> **Task material**
[Start of Attachment]
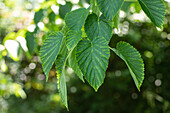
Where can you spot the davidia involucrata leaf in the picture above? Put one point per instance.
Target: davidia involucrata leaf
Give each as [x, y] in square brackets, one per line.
[109, 7]
[155, 10]
[133, 60]
[92, 57]
[75, 19]
[49, 51]
[74, 65]
[95, 27]
[60, 70]
[72, 38]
[End of Attachment]
> **What you should do**
When a line in the material above contains the word "davidia", copy that line out.

> **Solved problem**
Where can you spot the davidia involucrata leaf in the picture above? Put one point per instance.
Target: davidia involucrata leaf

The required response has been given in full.